● AUFGABENSTELLUNG
Beantworte anhand des Textauszugs folgende Fragen:
(a) Was muss Herr Zumbrechenflexibel neben der Einrichtung der neuen Hütte noch bewältigen?
(b) Was wird im Textauszug angekündigt, statt schwere Sachen zu schleppen?
(c) Womit wurde die Abschiedsparty von Kind Nr. 2 in der Kita gefeiert?

● AUSGEWÄHLTER TEXTAUSZUG
□ □ □

Oder nicht mehr alleine abends unproduktiv vor der Glotze sitzen, sondern das zusammen erledigen. Oder morgens jemanden haben, den man harmonisch anschweigen kann. Ach nee. Da sind ja noch die anderen zwei. Oder wenn der Tank/Apfelsaft leer ist/die Wickeltasche nicht dabei/ Nuckel weg/Laufrad vergessen etc. jemand anderem bittere Vorwürfe machen können.

Das wird toll. Ick freu mir so!

Krass: Heute in einer Woche werden wir im neuen Heim sitzen und Herr Zumbrechenflexibel wird total fertig sein, weil er neben der Einrichtung der neuen Hütte auch noch die Leerung und Übergabe seiner Düsseldorfer Bleibe deichseln muss. Möchte da nicht mit ihm tauschen. Geht um richtig schwere Sachen schleppen und so. Das ist nix für mich. Wenigstens da bin ich ganz Mädchen. Da mache ich dann lieber Pizza für alle. Und einen schönen heißen Tee.

PS: Heute hat Kind Nr.2 in der Kita seine Abschiedsparty gefeiert. Stilecht mit Superschokoladenkuchen, unter Piratenwimpeln und mit allen seinen Freunden. Muss ein rauschendes Fest gewesen sein, denn hinterher wähnte man sich ein Jahr älter. Man habe ja Geburtstag gefeiert. Man wolle auch die Freunde mal mit in die neue Kita nehmen und sie ihnen zeigen. Bei einem Ausflug. Würde ich mich nicht gerade total egoistisch so wahnsinnig freuen, müsste ich jetzt heulen. Armer kleiner Kerl! Hoffentlich stehen schon viele neue Freunde parat, die nur auf den kleinen Piraten gewartet haben und ihn freudig in ihrer Mitte aufnehmen, wenn er da ist.

□ □ □

● GEGEBENE ANGABEN
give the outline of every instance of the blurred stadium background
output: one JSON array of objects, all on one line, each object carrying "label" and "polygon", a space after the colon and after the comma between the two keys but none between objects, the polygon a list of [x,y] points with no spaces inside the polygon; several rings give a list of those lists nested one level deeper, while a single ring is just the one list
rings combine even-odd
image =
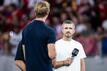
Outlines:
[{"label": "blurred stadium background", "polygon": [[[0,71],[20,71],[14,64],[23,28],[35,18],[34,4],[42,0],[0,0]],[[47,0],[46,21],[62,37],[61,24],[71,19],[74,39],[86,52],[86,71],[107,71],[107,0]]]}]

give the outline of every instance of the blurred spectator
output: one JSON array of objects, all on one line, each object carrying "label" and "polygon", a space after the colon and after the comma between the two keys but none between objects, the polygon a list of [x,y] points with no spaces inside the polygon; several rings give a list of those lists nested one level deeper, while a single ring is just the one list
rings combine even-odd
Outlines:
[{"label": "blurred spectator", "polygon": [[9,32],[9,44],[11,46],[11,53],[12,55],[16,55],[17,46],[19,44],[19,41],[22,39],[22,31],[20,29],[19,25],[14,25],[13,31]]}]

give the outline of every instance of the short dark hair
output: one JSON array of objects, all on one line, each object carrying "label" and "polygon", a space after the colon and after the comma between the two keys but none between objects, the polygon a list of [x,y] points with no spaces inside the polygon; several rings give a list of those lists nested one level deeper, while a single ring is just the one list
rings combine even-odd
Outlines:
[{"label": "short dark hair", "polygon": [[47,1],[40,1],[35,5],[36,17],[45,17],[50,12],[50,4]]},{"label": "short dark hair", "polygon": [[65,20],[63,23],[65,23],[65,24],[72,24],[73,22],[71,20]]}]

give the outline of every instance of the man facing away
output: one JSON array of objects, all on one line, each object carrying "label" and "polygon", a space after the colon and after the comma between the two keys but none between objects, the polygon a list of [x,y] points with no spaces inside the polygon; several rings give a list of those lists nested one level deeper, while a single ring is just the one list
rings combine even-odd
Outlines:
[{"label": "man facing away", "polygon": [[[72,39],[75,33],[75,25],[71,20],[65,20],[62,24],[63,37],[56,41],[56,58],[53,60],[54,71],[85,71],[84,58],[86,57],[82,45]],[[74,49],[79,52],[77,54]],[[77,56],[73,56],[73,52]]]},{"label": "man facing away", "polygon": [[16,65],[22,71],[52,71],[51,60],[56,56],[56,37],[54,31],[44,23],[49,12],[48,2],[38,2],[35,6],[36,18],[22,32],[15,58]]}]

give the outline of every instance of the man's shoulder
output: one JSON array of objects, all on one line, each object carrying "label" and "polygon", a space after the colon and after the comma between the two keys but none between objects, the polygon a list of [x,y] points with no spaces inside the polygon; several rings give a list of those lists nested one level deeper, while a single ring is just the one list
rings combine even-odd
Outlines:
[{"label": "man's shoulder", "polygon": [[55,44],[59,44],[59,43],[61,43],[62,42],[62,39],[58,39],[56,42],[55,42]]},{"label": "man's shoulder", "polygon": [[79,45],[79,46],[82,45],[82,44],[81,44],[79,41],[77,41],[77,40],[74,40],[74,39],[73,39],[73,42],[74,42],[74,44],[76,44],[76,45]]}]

□ □ □

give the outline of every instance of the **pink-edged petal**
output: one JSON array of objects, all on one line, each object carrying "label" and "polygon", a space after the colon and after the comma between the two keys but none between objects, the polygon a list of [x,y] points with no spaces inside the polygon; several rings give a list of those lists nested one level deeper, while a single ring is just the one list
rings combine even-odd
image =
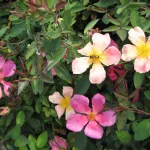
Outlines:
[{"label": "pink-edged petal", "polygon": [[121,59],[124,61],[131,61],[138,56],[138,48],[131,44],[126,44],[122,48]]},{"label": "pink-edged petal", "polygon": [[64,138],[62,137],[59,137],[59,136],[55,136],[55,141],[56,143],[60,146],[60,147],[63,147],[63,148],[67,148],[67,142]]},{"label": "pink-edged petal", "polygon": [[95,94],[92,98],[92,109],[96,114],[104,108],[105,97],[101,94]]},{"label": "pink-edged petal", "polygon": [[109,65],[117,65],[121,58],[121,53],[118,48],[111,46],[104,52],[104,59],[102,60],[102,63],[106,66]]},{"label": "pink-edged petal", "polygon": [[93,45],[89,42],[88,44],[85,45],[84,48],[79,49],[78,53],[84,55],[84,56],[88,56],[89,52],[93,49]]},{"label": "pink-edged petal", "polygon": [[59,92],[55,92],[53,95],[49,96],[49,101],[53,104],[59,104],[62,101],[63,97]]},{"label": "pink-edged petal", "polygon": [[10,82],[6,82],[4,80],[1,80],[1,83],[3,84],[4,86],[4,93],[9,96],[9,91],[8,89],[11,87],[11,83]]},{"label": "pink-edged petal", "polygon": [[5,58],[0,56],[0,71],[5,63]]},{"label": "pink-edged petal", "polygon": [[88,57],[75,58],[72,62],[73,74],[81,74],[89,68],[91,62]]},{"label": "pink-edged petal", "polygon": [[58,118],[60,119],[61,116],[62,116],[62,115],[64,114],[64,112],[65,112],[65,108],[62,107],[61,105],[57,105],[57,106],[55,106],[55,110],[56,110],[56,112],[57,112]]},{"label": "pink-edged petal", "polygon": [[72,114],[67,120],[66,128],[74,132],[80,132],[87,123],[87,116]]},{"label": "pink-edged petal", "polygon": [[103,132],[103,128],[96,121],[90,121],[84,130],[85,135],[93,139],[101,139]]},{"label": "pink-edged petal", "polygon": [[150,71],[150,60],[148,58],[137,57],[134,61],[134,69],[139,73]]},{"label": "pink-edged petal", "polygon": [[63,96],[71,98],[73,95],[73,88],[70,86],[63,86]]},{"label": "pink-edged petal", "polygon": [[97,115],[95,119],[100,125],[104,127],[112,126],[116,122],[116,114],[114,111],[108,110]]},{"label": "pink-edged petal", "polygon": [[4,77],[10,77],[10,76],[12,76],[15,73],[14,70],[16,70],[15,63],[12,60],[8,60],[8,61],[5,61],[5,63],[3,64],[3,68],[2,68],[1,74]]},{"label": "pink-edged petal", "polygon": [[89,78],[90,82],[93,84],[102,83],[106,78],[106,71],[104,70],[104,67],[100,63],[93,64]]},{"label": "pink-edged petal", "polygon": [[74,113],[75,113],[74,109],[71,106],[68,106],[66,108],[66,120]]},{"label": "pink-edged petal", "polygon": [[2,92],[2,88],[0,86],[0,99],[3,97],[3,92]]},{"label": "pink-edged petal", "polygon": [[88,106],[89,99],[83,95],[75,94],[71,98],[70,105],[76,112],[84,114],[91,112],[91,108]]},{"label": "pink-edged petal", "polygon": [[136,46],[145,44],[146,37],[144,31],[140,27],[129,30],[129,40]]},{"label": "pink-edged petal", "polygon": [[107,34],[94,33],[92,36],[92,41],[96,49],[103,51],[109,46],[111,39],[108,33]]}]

□ □ □

● SCHRIFTLICHE ANTWORT
(a) Er muss die Leerung und Übergabe seiner Düsseldorfer Bleibe deichseln.
(b) Stattdessen gibt es Pizza für alle und einen schönen heißen Tee.
(c) Gefeiert wurde mit Superschokoladenkuchen, unter Piratenwimpeln und mit allen seinen Freunden.